In the text on teaching children the Bible, turn the paragraph beginning "This journey starts with" into a short bulleted list that keeps its main facts.

SOURCE EXTRACT —
┄┄┄┄┄┄┄┄┄┄┄┄┄┄┄┄┄┄┄┄

When God gave the command to parents and the community to teach children, the core of that was to teach them to “Love the Lord your God” (Deuteronomy 6:4-9). Rather than attempting to introduce every story of Scripture, we would do well to prepare children for meat by building a foundation of love for God and familiarizing them with stories from each section of God’s big story.
Why It’s Important to Help Kids Study the Bible
This journey starts with a child’s love to have stories read to them. Begin with books that introduce the concept that God loves them. As he grows into a toddler and then preschooler, read simplified stories from the Bible. Remember, your priority is to give him a familiarity with the stories of the Bible and to help lay the foundation of recognizing God’s character. You want to show how God is the hero of the story and emphasize His ongoing presence, protection, and promises.
It’s appropriate that these stories are just good stories to your child—stories he loves and wants to hear again and again. You’re helping him fall in love with the Bible, and, by extension, fall in love with God and His Kingdom. For a preschool child it’s less about teaching them to read the Bible and more about giving him a love for the stories of the Bible, which will lead to a desire to read them for himself as he gets older.

┄┄┄┄┄┄┄┄┄┄┄┄┄┄┄┄┄┄┄┄

Dataset entries about object locations:

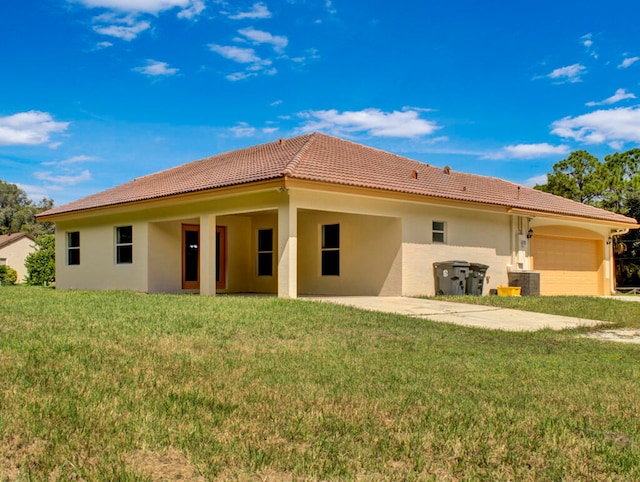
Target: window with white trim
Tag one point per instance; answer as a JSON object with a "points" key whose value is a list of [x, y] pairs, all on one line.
{"points": [[438, 232], [73, 248], [265, 252], [330, 250], [124, 245]]}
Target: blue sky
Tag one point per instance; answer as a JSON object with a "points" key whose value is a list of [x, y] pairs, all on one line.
{"points": [[94, 93]]}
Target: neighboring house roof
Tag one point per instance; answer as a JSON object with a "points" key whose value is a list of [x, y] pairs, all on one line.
{"points": [[323, 158], [7, 239]]}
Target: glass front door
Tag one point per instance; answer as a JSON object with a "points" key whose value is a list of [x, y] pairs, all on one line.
{"points": [[191, 257]]}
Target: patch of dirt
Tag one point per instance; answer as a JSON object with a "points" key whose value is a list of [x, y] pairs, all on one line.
{"points": [[620, 336], [166, 466]]}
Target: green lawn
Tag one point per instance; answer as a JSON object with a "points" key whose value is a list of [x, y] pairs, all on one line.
{"points": [[126, 386]]}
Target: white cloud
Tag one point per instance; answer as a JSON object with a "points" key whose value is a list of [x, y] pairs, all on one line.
{"points": [[125, 28], [621, 94], [243, 130], [68, 180], [103, 45], [147, 6], [372, 121], [612, 126], [628, 62], [570, 73], [237, 54], [260, 37], [258, 10], [71, 160], [196, 8], [29, 128], [533, 151], [240, 76], [155, 68]]}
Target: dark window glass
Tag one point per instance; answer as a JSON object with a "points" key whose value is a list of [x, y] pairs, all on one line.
{"points": [[330, 250], [265, 252], [73, 239], [331, 236], [437, 231], [125, 235], [265, 240], [73, 248], [124, 245]]}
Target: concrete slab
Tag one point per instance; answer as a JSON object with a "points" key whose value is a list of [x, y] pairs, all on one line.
{"points": [[632, 298], [459, 313]]}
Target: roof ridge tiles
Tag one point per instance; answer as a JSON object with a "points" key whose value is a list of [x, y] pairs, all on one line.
{"points": [[295, 160]]}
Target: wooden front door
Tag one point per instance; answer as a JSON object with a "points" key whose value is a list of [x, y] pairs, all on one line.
{"points": [[191, 257]]}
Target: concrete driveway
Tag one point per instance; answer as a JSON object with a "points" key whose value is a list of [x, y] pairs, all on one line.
{"points": [[460, 314]]}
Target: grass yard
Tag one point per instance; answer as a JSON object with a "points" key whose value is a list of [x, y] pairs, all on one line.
{"points": [[127, 386]]}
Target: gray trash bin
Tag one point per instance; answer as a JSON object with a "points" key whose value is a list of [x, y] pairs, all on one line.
{"points": [[475, 282], [451, 277]]}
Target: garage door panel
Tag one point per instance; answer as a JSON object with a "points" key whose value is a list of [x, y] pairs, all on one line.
{"points": [[567, 266]]}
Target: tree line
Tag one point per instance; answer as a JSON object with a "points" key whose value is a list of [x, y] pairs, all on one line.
{"points": [[18, 215], [612, 184]]}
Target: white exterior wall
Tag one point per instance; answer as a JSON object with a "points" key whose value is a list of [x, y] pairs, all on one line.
{"points": [[15, 255]]}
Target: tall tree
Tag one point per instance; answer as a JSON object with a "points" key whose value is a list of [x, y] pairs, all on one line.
{"points": [[576, 178], [620, 175], [613, 185], [18, 212]]}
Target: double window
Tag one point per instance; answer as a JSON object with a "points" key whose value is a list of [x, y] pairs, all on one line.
{"points": [[73, 248], [330, 250], [438, 231], [124, 245], [265, 252]]}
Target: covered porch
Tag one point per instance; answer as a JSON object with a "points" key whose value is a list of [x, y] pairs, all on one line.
{"points": [[285, 251]]}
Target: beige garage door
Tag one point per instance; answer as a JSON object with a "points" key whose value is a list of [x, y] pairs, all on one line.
{"points": [[567, 266]]}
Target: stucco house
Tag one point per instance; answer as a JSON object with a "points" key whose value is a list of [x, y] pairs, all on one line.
{"points": [[315, 214], [14, 249]]}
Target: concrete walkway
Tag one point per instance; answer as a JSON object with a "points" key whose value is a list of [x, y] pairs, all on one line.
{"points": [[460, 314]]}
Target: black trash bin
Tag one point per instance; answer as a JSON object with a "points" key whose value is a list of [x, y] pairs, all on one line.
{"points": [[451, 277], [477, 274]]}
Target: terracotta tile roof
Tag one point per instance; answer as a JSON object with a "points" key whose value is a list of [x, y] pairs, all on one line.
{"points": [[7, 239], [319, 157]]}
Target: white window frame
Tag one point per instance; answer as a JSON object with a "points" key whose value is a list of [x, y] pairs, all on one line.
{"points": [[121, 245], [72, 248], [442, 232]]}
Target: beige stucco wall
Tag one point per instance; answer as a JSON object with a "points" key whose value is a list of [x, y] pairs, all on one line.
{"points": [[370, 254], [386, 244], [98, 269], [471, 235], [15, 255]]}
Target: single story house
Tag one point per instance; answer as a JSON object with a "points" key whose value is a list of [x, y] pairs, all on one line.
{"points": [[14, 249], [320, 215]]}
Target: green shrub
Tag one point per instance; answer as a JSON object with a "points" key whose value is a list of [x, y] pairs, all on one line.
{"points": [[41, 264], [8, 275]]}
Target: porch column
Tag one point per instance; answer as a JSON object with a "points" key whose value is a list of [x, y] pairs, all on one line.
{"points": [[208, 254], [288, 250]]}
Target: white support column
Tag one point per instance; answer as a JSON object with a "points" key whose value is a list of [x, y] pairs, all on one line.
{"points": [[288, 250], [208, 254]]}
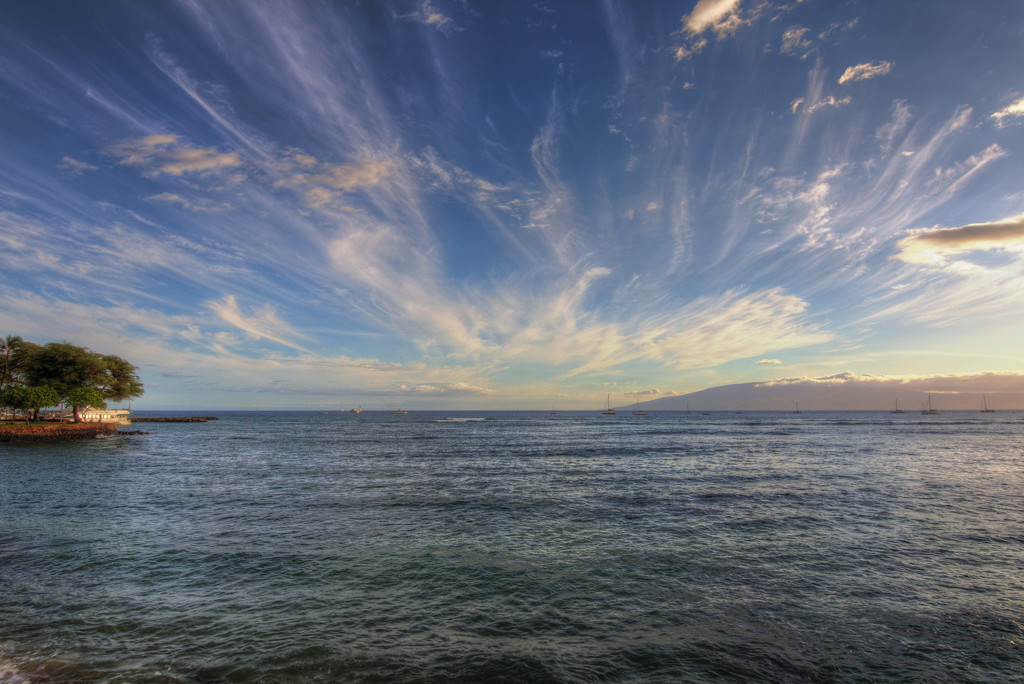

┄┄┄┄┄┄┄┄┄┄┄┄┄┄┄┄┄┄┄┄

WRITTEN RESPONSE —
- The process begins with a child's love of being read to.
- Start with books that introduce the idea that God loves the child.
- As the child grows into a toddler and then a preschooler, read simplified Bible stories.
- The priority is familiarity with Bible stories and a foundation for recognizing God's character.
- Show God as the hero of the story, stressing His ongoing presence, protection, and promises.